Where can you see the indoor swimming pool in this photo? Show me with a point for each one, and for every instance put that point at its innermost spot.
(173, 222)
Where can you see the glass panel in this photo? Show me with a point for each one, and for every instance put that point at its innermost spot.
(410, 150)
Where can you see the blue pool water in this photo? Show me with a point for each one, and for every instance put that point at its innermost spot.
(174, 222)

--------------------------------------------------

### EXERCISE AIM
Once you have read the records, repeat them all exactly.

### THE COMPLETED TASK
Where can you see the indoor swimming pool in this photo? Show me with a point for each one, and for every instance put that point at its innermost spot.
(173, 222)
Where can you see the glass panel in this photo? Show me with a point for each one, and for every instance put that point at its innermost spot.
(410, 150)
Where can you see the blue pool water in this photo? Show me with a point for each one, and for every instance put that point at its innermost spot.
(174, 222)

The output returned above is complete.